- _Task data_
※ ※ ※

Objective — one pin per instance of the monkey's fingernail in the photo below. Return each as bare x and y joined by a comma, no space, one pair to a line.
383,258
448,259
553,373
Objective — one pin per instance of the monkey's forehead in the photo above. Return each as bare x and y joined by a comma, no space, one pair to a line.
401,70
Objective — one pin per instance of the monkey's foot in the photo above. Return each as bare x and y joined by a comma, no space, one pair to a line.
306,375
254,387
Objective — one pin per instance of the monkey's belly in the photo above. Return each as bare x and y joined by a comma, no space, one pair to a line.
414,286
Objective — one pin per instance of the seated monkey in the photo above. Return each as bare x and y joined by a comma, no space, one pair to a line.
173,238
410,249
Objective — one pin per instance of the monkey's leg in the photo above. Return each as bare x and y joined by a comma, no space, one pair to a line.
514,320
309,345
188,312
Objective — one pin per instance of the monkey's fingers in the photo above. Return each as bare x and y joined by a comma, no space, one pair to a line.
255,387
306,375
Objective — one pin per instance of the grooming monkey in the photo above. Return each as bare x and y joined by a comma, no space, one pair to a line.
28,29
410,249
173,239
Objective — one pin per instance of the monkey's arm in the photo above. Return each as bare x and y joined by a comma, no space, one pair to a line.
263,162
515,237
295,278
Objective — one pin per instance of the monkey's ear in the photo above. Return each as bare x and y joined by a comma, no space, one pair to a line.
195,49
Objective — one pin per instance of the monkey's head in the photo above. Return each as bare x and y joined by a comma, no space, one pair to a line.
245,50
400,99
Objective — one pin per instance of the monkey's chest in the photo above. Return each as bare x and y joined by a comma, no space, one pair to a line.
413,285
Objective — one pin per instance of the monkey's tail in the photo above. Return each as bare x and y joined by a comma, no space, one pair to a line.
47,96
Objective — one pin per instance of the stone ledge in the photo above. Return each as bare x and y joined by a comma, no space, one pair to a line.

※ ※ ※

- _Aim of the exercise_
Once the line with "Objective — one pin per instance of the monkey's tail" is found, write out that line and every one after it through the last line of the records, exactly and with nothing else.

- _Exercise answer_
Objective — one pin per instance of the monkey's tail in the photo above. Return each as bare x and y joined by a comma, no space, one pair to a line.
47,96
Objective — one pin per instance of the stone ledge in the photo above. Return each as bare x and y joined by a comma, no space, one pair to a line.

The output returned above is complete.